> _OBJETIVO_
Segundo o texto sobre a teoria CVJ, que três formas de argumento uma justificação pode ter?

> _TEXTO DO DOCUMENTO_
= = =

Que significa dizer que um indivíduo tem uma crença “justificada” na proposição p?
Uma justificação pode ter a forma de um argumento dedutivo, de um
argumento indutivo ou de um argumento abdutivo. Talvez existam outras
opções além destas três. Mas, o que quer que seja que entendemos por
“justificação”, parece plausível dizer que as crenças que são defendidas
irracionalmente não são casos de conhecimento (mesmo que elas sejam
verdadeiras).
5. A Teoria CVJ
Suponhamos que o conhecimento requer estas três condições. Será que
isto é suficiente? Será que estas condições não são apenas separadamente
necessárias, mas também conjuntamente suficientes? Chamarei CVJ à
teoria que afirma que assim é. Esta teoria diz que ter conhecimento é a
mesma coisa que ter crenças verdadeiras justificadas:
(CVJ) Para que qualquer indivíduo S e para qualquer proposição p, S conhece p se e somente se
- S acredita em p
- p é verdadeira
- a crença de S em p está justificada
A Teoria CVJ afirma uma generalização. Diz o que é o conhecimento para qualquer pessoa e para qualquer proposição p. Por exemplo, suponhamos que S és tu e que p
= “A Lua é feita de queijo verde”. A teoria CVJ diz o seguinte: se
sabes que a Lua é feita de queijo verde, então os enunciados 1, 2 e 3
devem ser verdadeiros. E se não sabes que a Lua é feita de queijo verde,
então pelo menos um dos enunciados de 1 a 3 deve ser falso. Tal como na
definição de solteiro discutida antes, a expressão “se, e somente se”
diz-nos que são dadas condições necessárias e suficientes para o
conceito definido.
6. Três Contra-Exemplos à Teoria CVJ
Em 1963, o filósofo Edmund Gettier publicou dois contra-exemplos para a teoria CVJ. O que é um contra-exemplo?

= = =

> _DADOS FORNECIDOS_
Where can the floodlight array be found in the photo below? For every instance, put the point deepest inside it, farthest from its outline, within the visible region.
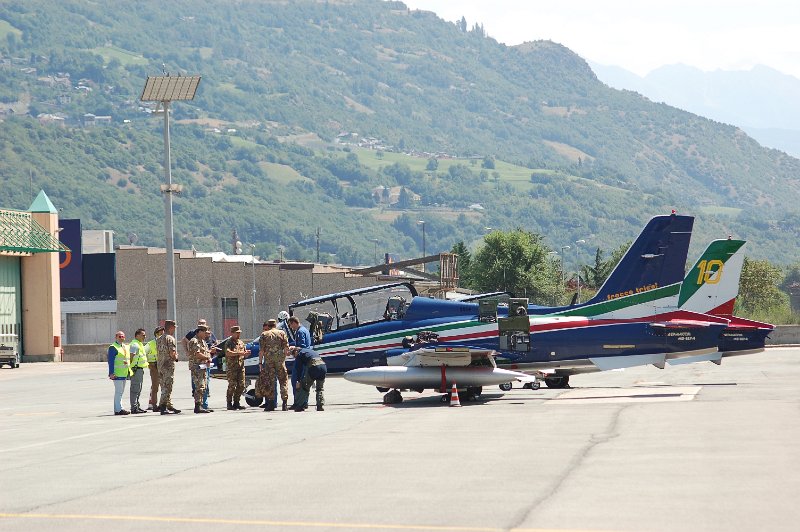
(170, 88)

= = =

> _SOLUÇÃO DO PROBLEMA_
A forma de um argumento dedutivo, de um argumento indutivo ou de um argumento abdutivo.